- **DATA EXCERPTS**:
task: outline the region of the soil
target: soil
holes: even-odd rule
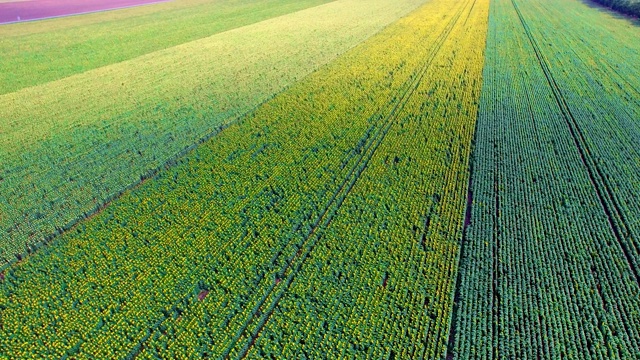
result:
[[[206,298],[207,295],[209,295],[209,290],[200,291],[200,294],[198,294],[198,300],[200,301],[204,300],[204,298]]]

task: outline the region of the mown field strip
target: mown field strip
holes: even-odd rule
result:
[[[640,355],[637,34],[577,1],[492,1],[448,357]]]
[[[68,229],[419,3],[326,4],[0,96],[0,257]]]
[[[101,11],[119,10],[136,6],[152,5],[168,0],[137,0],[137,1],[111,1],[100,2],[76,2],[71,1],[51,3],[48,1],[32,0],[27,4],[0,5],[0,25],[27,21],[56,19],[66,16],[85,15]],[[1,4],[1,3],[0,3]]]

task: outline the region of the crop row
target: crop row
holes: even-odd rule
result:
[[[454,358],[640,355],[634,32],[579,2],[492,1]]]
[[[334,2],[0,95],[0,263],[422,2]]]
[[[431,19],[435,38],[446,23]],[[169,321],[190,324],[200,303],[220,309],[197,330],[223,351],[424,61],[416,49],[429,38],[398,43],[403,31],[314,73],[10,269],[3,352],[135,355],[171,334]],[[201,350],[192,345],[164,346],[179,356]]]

- **TASK TO CARRY OUT**: The entries are to be restated word for word, with pictures omitted.

- **EXERCISE ANSWER**:
task: outline the region of the soil
target: soil
holes: even-odd rule
result:
[[[206,298],[207,295],[209,295],[209,290],[200,291],[200,294],[198,294],[198,300],[200,301],[204,300],[204,298]]]

task: outline the region of the mown field strip
target: mown field strip
holes: even-odd rule
result:
[[[640,355],[637,34],[577,1],[492,1],[448,357]]]
[[[68,229],[419,3],[326,4],[0,96],[0,257]]]
[[[101,11],[119,10],[136,6],[152,5],[168,0],[137,0],[137,1],[111,1],[100,2],[76,2],[71,1],[51,3],[48,1],[32,0],[27,4],[0,5],[0,25],[27,21],[56,19],[66,16],[85,15]],[[1,4],[1,3],[0,3]]]

task: outline the region of the crop row
target: crop row
holes: even-odd rule
result:
[[[454,358],[640,355],[634,32],[579,2],[492,1]]]
[[[334,2],[0,95],[0,263],[422,2]]]
[[[431,19],[435,38],[446,23]],[[169,321],[190,324],[200,303],[220,309],[197,330],[223,351],[424,61],[416,49],[429,38],[398,43],[403,31],[314,73],[10,269],[3,352],[135,355],[171,334]],[[201,350],[192,345],[164,346],[179,356]]]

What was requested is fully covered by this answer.